* [Your objective]
Edit each of the entries below by changing "instance" to "occurrence" wherever it appears. Leave all other text unchanged.

* [Records to process]
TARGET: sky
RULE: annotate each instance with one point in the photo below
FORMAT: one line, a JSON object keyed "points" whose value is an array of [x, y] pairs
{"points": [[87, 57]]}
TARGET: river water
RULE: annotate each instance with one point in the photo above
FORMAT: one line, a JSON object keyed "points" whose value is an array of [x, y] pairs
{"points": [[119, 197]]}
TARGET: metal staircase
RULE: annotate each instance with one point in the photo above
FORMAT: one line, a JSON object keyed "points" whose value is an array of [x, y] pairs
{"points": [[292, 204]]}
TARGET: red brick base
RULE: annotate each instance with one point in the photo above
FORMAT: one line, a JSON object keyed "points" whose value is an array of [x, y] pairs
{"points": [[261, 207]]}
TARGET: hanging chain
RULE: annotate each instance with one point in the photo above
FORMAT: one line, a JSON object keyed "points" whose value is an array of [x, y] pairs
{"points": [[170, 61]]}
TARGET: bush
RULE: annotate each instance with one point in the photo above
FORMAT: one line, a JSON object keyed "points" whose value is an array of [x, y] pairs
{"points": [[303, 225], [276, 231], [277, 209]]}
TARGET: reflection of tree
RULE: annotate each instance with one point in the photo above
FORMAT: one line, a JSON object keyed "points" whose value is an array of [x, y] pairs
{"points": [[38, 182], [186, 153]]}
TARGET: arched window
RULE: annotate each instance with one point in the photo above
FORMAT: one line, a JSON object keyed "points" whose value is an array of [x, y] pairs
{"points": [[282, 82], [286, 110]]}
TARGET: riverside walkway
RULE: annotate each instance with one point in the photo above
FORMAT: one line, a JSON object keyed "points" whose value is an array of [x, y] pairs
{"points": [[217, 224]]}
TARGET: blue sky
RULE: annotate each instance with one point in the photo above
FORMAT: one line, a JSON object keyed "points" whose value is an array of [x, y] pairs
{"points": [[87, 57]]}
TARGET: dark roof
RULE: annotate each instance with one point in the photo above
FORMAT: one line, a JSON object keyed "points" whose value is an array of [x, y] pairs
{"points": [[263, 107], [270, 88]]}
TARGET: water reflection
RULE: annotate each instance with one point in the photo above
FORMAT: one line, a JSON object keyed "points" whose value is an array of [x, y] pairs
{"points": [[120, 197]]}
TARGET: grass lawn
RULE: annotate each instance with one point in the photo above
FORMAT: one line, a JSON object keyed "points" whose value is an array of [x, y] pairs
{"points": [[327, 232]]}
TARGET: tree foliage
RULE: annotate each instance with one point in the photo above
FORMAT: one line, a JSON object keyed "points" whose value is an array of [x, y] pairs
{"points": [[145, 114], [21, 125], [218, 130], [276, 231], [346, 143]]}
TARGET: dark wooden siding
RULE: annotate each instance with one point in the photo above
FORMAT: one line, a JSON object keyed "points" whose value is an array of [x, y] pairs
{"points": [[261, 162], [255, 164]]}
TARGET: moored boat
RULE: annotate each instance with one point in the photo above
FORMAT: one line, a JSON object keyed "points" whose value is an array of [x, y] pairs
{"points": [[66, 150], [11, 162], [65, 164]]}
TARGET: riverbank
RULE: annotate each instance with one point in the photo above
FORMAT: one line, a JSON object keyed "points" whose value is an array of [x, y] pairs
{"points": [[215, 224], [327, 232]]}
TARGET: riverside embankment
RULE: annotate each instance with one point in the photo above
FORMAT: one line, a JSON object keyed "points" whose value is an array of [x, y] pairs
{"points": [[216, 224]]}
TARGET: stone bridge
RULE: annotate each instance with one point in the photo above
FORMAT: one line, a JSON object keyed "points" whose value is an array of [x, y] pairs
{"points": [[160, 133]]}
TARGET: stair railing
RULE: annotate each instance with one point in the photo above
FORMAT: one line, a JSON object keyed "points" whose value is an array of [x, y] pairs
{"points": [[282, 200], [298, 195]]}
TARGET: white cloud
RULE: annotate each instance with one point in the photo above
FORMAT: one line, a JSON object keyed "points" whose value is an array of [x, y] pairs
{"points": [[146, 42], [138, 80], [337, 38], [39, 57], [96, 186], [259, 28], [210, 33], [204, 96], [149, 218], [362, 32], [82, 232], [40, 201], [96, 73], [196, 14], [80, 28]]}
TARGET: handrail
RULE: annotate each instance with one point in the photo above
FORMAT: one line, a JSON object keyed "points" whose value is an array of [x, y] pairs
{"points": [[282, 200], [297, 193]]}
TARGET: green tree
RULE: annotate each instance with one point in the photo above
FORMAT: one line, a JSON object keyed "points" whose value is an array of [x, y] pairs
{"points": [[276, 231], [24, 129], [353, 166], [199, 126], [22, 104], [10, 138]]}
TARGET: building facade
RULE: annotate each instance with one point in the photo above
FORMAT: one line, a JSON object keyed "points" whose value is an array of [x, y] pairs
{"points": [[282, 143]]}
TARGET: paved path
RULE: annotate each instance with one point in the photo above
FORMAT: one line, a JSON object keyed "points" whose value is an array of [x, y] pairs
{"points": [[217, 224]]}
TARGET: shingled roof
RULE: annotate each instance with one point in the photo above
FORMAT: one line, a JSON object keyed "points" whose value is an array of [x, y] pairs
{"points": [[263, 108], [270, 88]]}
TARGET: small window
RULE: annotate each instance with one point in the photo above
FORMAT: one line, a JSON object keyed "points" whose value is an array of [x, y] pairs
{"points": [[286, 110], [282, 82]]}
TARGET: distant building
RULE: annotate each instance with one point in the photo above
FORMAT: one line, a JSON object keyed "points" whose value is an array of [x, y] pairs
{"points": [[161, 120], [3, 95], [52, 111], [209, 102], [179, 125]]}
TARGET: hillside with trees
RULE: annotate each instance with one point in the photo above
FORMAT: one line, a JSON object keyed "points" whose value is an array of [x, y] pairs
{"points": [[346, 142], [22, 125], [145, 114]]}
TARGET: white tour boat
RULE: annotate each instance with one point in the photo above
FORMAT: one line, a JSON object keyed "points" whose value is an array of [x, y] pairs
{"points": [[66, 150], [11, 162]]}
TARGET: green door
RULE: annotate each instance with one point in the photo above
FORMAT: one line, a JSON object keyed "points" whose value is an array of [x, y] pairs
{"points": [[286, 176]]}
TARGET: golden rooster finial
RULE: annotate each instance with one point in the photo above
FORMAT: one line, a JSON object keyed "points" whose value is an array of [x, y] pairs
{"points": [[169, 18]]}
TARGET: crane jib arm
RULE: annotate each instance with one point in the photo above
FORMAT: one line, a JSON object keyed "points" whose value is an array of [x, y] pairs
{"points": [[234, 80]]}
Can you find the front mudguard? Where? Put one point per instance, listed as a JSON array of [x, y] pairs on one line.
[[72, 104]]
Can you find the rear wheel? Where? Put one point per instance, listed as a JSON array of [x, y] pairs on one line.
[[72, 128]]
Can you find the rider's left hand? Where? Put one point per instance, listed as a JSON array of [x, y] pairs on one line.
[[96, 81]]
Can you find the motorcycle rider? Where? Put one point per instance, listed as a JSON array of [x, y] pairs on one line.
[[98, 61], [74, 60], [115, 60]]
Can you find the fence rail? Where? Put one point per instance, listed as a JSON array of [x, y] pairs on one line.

* [Exercise solution]
TARGET: sky
RULE: annotate each occurrence with one point in the photo below
FORMAT: one line, a JSON object keyed "points" whose value is an array of [x, y] pairs
{"points": [[87, 57]]}
TARGET: river water
RULE: annotate each occurrence with one point in the photo above
FORMAT: one line, a JSON object keyed "points" whose value is an array of [x, y] pairs
{"points": [[119, 197]]}
TARGET: metal staircase
RULE: annotate each occurrence with one point in the photo above
FORMAT: one line, a JSON object keyed "points" whose value is an array of [x, y] pairs
{"points": [[292, 204]]}
TARGET: red brick base
RULE: annotate each occurrence with one point in the photo above
FORMAT: one line, a JSON object keyed "points" whose value is an array of [x, y] pairs
{"points": [[261, 207]]}
TARGET: hanging chain
RULE: annotate each occurrence with one point in the photo above
FORMAT: one line, a JSON object keyed "points" whose value is an array of [x, y] pairs
{"points": [[170, 61]]}
TARGET: bush
RULE: annotate each occurrence with one point in the photo above
FORMAT: one line, a JSON object keyed "points" whose value is an array of [x, y] pairs
{"points": [[303, 225], [276, 231], [277, 209]]}
TARGET: reflection of tree
RULE: annotate each occurrence with one point in the photo above
FORMAT: one line, a JSON object keyed "points" whose value is an array of [x, y] pairs
{"points": [[38, 182], [186, 153]]}
TARGET: arched window
RULE: annotate each occurrence with one point in the photo above
FORMAT: one line, a JSON object keyed "points" whose value is an array of [x, y] pairs
{"points": [[282, 82], [286, 110]]}
TARGET: riverside walkway
RULE: annotate each occurrence with one point in the photo above
FORMAT: one line, a JSON object keyed "points" whose value is an array of [x, y] pairs
{"points": [[217, 224]]}
TARGET: blue sky
RULE: annotate each occurrence with one point in the photo above
FORMAT: one line, a JSON object keyed "points" whose value is an array of [x, y] pairs
{"points": [[87, 57]]}
TARGET: dark roof
RULE: annotate each occurrence with one point in the photo above
FORMAT: one line, a JSON object keyed "points" whose value is an array of [x, y] pairs
{"points": [[263, 107], [270, 88]]}
TARGET: water reflection
RULE: annotate each occurrence with one point in the photo above
FORMAT: one line, a JSON object keyed "points" whose value is an array of [x, y] pairs
{"points": [[120, 197]]}
TARGET: grass lawn
RULE: annotate each occurrence with one point in the photo above
FORMAT: one line, a JSON object keyed "points" whose value is an array of [x, y] pairs
{"points": [[327, 232]]}
TARGET: tree foliage
RULE: annotate each occurrence with one point in the photo above
FORMAT: one line, a JSON object keyed "points" whose value is an array of [x, y] pairs
{"points": [[145, 114], [21, 125], [218, 130], [276, 231], [346, 143]]}
TARGET: dark wooden siding
RULE: annotate each occurrence with one point in the photo above
FORMAT: one line, a JSON object keyed "points" whose value is an array of [x, y] pairs
{"points": [[261, 162], [255, 164]]}
TARGET: moored boat
RULE: annotate each occurrence with one point in the photo above
FORMAT: one line, a JSON object keyed "points" whose value is an array of [x, y] pairs
{"points": [[66, 150], [11, 162], [65, 164]]}
TARGET: riverbank
RULE: annotate each occurrence with one point in the photo above
FORMAT: one line, a JSON object keyed "points" whose value is an array of [x, y] pairs
{"points": [[215, 224], [327, 232]]}
TARGET: riverside embankment
RULE: annotate each occurrence with one point in the photo above
FORMAT: one line, a JSON object keyed "points" whose value is an array of [x, y] pairs
{"points": [[216, 224]]}
TARGET: stone bridge
RULE: annotate each occurrence with one point in the photo above
FORMAT: one line, a JSON object keyed "points" whose value is an array of [x, y] pairs
{"points": [[160, 133]]}
TARGET: stair railing
RULE: annotate each occurrence with one point in the photo above
FORMAT: one line, a JSON object keyed "points" whose value is an array of [x, y] pairs
{"points": [[282, 200], [298, 195]]}
TARGET: white cloud
RULE: annotate each occurrence with one point in the photo above
FORMAT: one line, a JSON object keyed "points" whose value is an array of [x, y] pairs
{"points": [[146, 42], [138, 80], [337, 38], [39, 57], [96, 186], [259, 28], [210, 33], [204, 96], [149, 218], [362, 32], [82, 232], [40, 201], [96, 73], [196, 14], [80, 28]]}
TARGET: handrail
RULE: annotate each occurrence with one point in the photo above
FORMAT: one line, a JSON object keyed "points" whose value is an array of [x, y] pairs
{"points": [[282, 200], [297, 193]]}
TARGET: green tree
RULE: annotate each occurrence with one point in the photo above
FORMAT: one line, a JSON object keyed "points" whose value is an array of [x, y] pairs
{"points": [[276, 231], [24, 129], [353, 166], [199, 126], [22, 104], [10, 138]]}
TARGET: building facade
RULE: annotate each occurrence with one point in the photo above
FORMAT: one line, a JSON object keyed "points" whose value is an array of [x, y] pairs
{"points": [[282, 143]]}
TARGET: paved path
RULE: annotate each occurrence with one point in the photo above
FORMAT: one line, a JSON object keyed "points" whose value is an array of [x, y] pairs
{"points": [[217, 224]]}
TARGET: shingled roof
RULE: annotate each occurrence with one point in the photo above
FORMAT: one line, a JSON object keyed "points" whose value is an array of [x, y] pairs
{"points": [[263, 108], [270, 88]]}
TARGET: small window
RULE: annotate each occurrence with one point in the photo above
FORMAT: one line, a JSON object keyed "points" whose value is an array of [x, y] pairs
{"points": [[286, 110], [282, 82]]}
TARGET: distant building
RULE: annotate each occurrence with one point in the photo above
FORMAT: one line, a JSON object keyed "points" whose value is an array of [x, y] pairs
{"points": [[161, 120], [3, 95], [52, 111], [209, 102], [179, 125]]}
TARGET: hillside with trees
RULE: annotate each occurrence with one point in the photo above
FORMAT: one line, a JSON object keyed "points" whose value is an array of [x, y] pairs
{"points": [[346, 142], [22, 125], [145, 114]]}
TARGET: white tour boat
RULE: annotate each occurrence with one point in the photo above
FORMAT: one line, a JSON object keyed "points" whose value is an array of [x, y] pairs
{"points": [[66, 150], [11, 162]]}
TARGET: green door
RULE: annotate each occurrence with one point in the photo above
FORMAT: one line, a JSON object keyed "points" whose value is an array of [x, y] pairs
{"points": [[286, 176]]}
TARGET: golden rooster finial
RULE: annotate each occurrence with one point in the photo above
FORMAT: one line, a JSON object keyed "points" whose value is an array of [x, y] pairs
{"points": [[169, 18]]}
TARGET: crane jib arm
RULE: annotate each occurrence with one point in the photo above
FORMAT: one line, a JSON object keyed "points" whose value is an array of [x, y] pairs
{"points": [[234, 80]]}
Can you find the front mudguard? Where? Put one point per occurrence, listed as a JSON array of [x, y] pairs on one line.
[[72, 104]]
Can you find the rear wheel? Where? Put one point per occurrence, listed as a JSON array of [x, y] pairs on one line.
[[72, 128]]
Can you find the rider's left hand? Where? Put one point per occurrence, listed as a JSON array of [x, y] pairs on one line.
[[96, 81]]
Can you find the motorcycle rider? Where? Put one point per occurrence, listed as a JSON array of [x, y] pairs on one line.
[[98, 61], [74, 60], [115, 60]]
Can you find the fence rail? Where? Put one point per occurrence, listed as a JSON array of [x, y] pairs on one line.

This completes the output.